→ **Set problem**: Copy out, exactly as given, every line from the line with "the white building" to the end of the listing, both of those lines included.

→ **Exercise input**:
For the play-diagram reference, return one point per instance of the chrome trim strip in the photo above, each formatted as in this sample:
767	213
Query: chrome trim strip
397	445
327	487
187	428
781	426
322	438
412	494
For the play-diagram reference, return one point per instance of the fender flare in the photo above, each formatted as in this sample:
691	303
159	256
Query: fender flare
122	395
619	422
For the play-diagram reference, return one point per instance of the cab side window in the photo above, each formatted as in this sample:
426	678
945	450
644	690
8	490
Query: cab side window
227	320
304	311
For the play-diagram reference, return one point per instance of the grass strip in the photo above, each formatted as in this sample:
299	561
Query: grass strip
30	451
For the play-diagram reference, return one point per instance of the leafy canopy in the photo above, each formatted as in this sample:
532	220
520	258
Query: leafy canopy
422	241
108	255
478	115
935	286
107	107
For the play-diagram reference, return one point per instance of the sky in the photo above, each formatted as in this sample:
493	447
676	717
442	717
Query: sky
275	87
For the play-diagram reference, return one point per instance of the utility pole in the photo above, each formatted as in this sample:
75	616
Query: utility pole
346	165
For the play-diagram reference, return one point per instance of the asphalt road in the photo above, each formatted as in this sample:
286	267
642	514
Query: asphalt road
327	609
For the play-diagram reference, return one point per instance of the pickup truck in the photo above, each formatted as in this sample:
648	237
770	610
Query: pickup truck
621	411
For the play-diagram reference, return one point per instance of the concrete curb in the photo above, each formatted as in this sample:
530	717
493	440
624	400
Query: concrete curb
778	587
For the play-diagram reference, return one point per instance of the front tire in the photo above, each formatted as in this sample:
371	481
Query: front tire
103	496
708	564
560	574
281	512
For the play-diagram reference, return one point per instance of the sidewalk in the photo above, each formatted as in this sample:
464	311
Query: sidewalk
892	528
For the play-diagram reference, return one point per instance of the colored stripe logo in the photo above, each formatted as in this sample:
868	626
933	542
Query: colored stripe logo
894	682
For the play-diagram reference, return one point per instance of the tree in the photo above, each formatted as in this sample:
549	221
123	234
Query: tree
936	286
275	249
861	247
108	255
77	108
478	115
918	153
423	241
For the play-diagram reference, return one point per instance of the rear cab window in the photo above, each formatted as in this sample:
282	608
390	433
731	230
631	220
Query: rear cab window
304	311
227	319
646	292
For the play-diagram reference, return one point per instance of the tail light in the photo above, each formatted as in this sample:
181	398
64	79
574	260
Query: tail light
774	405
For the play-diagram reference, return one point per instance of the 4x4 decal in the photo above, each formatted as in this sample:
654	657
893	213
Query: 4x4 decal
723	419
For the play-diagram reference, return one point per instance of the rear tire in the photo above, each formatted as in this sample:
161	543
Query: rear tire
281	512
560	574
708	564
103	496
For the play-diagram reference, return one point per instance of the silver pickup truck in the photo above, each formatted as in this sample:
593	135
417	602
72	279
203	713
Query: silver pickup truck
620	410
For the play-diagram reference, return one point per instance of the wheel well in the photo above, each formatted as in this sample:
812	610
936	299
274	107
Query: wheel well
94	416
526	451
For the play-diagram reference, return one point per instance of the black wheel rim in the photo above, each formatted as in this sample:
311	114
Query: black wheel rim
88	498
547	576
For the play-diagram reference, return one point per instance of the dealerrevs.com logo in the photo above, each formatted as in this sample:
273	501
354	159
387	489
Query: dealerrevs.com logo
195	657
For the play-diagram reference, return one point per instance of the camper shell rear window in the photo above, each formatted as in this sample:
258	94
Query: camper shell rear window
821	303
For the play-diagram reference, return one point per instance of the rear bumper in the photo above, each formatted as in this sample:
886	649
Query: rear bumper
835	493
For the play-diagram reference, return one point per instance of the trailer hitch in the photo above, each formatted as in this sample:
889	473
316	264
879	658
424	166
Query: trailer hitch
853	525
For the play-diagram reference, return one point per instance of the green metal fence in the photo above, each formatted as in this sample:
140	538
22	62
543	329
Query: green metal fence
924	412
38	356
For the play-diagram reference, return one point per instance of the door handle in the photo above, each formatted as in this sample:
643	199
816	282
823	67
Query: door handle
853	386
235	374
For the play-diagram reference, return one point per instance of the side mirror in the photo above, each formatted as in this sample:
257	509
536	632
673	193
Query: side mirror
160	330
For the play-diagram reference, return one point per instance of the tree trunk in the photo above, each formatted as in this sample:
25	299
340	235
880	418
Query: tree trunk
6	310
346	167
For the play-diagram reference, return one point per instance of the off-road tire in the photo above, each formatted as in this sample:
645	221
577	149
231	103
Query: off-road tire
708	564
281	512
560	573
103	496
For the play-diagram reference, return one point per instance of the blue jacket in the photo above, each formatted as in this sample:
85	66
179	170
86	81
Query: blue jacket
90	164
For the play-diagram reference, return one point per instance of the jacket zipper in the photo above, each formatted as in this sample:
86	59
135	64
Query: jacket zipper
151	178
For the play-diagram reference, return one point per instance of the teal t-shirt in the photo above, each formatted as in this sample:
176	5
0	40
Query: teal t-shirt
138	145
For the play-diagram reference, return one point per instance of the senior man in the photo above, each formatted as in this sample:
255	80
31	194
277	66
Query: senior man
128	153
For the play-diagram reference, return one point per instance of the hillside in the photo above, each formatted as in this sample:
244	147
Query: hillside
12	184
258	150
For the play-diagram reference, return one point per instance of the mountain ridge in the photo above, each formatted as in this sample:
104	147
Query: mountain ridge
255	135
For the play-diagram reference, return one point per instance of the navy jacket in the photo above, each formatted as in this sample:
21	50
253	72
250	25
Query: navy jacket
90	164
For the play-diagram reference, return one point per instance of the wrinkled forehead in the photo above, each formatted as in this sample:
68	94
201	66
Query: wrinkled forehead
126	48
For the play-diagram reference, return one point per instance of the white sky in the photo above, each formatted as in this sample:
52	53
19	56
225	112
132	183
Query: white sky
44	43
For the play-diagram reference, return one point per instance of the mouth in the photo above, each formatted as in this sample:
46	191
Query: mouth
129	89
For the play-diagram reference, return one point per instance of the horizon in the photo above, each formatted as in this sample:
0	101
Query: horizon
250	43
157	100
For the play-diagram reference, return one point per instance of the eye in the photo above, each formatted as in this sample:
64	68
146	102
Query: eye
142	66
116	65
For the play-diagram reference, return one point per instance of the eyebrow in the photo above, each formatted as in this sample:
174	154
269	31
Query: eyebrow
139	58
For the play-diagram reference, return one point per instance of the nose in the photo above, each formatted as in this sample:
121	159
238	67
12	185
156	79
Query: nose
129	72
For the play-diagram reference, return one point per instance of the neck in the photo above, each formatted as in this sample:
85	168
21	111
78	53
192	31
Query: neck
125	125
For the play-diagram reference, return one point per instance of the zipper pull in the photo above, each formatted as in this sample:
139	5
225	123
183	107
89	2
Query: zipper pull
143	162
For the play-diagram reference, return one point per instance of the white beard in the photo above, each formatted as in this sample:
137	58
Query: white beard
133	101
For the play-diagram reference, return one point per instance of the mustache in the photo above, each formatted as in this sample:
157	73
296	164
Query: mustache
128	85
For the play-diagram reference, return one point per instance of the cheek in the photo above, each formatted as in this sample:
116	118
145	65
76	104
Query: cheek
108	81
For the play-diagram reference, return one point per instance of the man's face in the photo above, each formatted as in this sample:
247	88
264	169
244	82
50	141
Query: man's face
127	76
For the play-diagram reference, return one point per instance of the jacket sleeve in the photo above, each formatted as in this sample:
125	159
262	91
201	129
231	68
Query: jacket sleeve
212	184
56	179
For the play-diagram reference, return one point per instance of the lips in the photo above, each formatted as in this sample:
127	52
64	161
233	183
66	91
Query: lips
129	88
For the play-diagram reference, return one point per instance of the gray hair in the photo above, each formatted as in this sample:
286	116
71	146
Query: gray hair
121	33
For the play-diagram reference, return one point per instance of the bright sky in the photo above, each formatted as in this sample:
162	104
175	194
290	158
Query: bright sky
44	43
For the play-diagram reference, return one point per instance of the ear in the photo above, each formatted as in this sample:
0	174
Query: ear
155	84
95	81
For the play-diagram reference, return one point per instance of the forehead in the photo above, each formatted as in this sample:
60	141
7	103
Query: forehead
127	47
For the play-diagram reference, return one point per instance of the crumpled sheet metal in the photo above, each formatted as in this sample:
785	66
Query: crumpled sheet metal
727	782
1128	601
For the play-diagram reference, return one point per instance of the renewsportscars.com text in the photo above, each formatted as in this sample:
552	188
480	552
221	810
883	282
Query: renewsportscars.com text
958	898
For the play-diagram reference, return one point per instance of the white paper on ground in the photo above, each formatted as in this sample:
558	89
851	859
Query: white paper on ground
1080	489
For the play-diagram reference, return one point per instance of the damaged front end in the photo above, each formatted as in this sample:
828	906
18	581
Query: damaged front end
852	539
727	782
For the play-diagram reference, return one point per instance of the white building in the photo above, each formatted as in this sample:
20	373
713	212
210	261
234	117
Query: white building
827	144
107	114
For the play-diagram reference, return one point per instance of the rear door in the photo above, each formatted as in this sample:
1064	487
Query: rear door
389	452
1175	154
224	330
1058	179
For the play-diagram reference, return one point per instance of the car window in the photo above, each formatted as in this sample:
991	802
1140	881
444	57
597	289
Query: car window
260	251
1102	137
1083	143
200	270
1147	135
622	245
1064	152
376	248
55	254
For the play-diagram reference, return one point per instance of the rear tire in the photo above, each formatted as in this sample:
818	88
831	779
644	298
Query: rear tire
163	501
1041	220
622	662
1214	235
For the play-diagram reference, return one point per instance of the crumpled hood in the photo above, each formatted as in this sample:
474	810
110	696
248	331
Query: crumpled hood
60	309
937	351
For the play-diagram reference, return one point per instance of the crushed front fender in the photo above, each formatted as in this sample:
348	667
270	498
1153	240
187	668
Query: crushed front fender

→ **In response**:
For the play-diagram reference, return one point per instance of the white building in the photo above, each formatted as in this sample:
20	373
713	212
210	261
234	117
Query: white building
827	144
107	114
For the play-diagram reference, return one point per instance of the rear door in the photo above, each formatted as in this sample:
1064	487
Query: rear door
389	452
1175	154
224	330
1058	179
For the play-diagram reference, return one point per instance of the car window in the photo above, each formatted as in this sample:
991	802
1140	881
444	57
597	289
Query: car window
260	251
1102	137
1083	143
200	270
1147	135
622	245
1064	152
376	248
55	254
For the play-diagram reference, return one point per instance of the rear tire in the photo above, each formatted as in this sample:
818	88
831	779
644	298
Query: rear tire
163	501
1041	220
622	662
1214	235
For the play-diagram reference, return one point per instance of the crumpled hood in the photo above, each formatted as in this sample:
474	810
110	696
248	331
Query: crumpled hood
60	309
937	351
For the play-diagram reference, return one point per instance of the crushed front fender in the photo above, each formatted as in this sample:
348	667
270	498
1153	240
187	668
Query: crushed front fender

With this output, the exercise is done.